**Exercise 1**
Answer these questions using the article on single-use plastics:
(a) How long do Montreal retailers and restaurants have to do away with plastic bags?
(b) Until 2018, what share of Canada's scrap plastic was shipped to China?
(c) What share of the plastic waste Canadians throw away every year is actually recycled?
**Exercise 2**
From the article on single-use plastics, extract the passage between "Hey there, time" and "of renewed attention.", inclusive.
**Exercise 3**
Please write what comes next in the article on single-use plastics, starting after its final sentence.

**Document extract**
────

Hey there, time traveller!
This article was published 30/08/2021 (353 days ago), so information in it may no longer be current.

Single-use food containers became a necessary evil during the pandemic. Restaurants were kept afloat by takeout orders, and diners relied on delivery to stave off the monotony of home cooking. The health crisis remains top of mind, but our ongoing plastic crisis is in dire need of renewed attention.

Recently, Montreal became the first major Canadian city to set a hard timeline for phasing out single-use plastics. Retailers and restaurants have until next August to do away with plastic bags; six months later, single-use items such as food containers, cups, lids, utensils and stir sticks will suffer the same fate.

Montreal’s urgency may have something to do with the fact the city’s only landfill is expected to fill up entirely by 2029, but it’s an urgency all jurisdictions, including Winnipeg, should share.

Fewer offshore countries are willing to take Canada’s plastic waste — until 2018, we were shipping 96 per cent of our scrap plastic to China (an unsustainable and unfair so-called “solution” to the problem). Since being cut off, the country has been forced to reckon with its wastefulness.

Our recycling capacity is also nowhere near able to match our plastic use. Of the three million tonnes of plastic waste Canadians throw away every year, only nine per cent is actually recycled. The vast majority ends up in landfills, with a significant amount making its way into the natural environment, where some breaks down into harmful microplastics that poison wildlife and pollute our drinking water.

Last October, the federal government introduced a plan to ban checkout bags, straws, stir sticks, six-pack rings, cutlery and food containers made from hard-to-recycle plastics. The national plan also proposed to expand local recycling programs and make plastic producers and sellers responsible for collecting their own products.

────

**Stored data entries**
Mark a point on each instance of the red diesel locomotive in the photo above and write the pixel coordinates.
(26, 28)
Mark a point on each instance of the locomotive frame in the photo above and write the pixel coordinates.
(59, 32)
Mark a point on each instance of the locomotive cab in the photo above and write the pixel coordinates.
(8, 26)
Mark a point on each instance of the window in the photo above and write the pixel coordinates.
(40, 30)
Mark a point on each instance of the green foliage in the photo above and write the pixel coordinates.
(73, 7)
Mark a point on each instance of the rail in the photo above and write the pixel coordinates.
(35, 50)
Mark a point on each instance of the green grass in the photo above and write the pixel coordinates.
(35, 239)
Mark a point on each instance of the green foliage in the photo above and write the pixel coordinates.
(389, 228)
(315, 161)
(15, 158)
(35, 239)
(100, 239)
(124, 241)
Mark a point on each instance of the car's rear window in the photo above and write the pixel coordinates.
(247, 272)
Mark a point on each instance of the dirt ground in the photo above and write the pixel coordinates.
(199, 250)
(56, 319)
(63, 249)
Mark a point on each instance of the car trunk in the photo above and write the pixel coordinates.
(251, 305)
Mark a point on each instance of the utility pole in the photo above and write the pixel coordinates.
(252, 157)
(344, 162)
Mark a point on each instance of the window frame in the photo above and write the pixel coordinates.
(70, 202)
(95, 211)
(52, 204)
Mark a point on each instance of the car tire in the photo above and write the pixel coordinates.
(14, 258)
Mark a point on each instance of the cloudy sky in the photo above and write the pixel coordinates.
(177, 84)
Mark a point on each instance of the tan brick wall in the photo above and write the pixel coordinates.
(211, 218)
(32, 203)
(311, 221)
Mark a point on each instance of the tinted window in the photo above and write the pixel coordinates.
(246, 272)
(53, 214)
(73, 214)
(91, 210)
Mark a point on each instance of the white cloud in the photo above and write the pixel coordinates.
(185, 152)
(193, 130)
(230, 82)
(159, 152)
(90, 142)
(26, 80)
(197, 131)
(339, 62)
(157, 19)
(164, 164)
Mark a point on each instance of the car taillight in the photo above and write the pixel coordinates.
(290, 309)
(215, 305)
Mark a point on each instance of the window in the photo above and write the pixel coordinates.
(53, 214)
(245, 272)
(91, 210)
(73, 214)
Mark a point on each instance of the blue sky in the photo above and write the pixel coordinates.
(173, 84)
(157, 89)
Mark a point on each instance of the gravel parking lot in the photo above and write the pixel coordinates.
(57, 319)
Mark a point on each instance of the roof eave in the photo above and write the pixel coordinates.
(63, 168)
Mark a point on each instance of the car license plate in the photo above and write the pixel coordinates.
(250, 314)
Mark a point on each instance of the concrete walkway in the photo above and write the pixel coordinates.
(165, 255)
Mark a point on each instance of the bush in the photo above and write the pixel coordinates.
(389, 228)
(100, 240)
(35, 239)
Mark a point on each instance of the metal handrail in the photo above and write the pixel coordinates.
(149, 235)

────

**Expected answer 1**
(a) Until next August.
(b) 96 per cent.
(c) Only nine per cent.

**Expected answer 2**
Hey there, time traveller!
This article was published 30/08/2021 (353 days ago), so information in it may no longer be current.

Single-use food containers became a necessary evil during the pandemic. Restaurants were kept afloat by takeout orders, and diners relied on delivery to stave off the monotony of home cooking. The health crisis remains top of mind, but our ongoing plastic crisis is in dire need of renewed attention.

**Expected answer 3**
The regulations for phasing out select plastics are set to be announced at the end of this year — although the federal election outcome could put a wrench in those plans — and the goal is to achieve zero plastic waste in Canada by 2030. Manitoba also tabled a bill to ban plastic bags and straws by the beginning of this year, but it was put on hold indefinitely amid the pandemic.

Instead of waiting for higher governments to make the call, Winnipeg should follow Montreal’s lead and implement its own plastic ban. Garbage and recycling is a municipal responsibility, and the city currently diverts a paltry 32 per cent of its waste from the landfill annually through recycling. A plastic ban could help reduce the overall amount of garbage heading to the curb.

For a ban to succeed, financial support and creative alternatives to plastic will be needed locally. Some retailers have already returned to brown paper shopping bags, while many restaurants have made the switch to compostable clamshells, cups and cutlery — although, the latter can be cost-prohibitive.

It’s also important to avoid putting all our eggs in a biodegradable basket. Compostable waste is still waste, and Winnipeg is still lacking in the municipal composting department, which means many of those environmentally friendly packages end up decomposing and releasing harmful methane gas in the landfill. The focus going forward should be on reducing how much we rely on single-use plastic.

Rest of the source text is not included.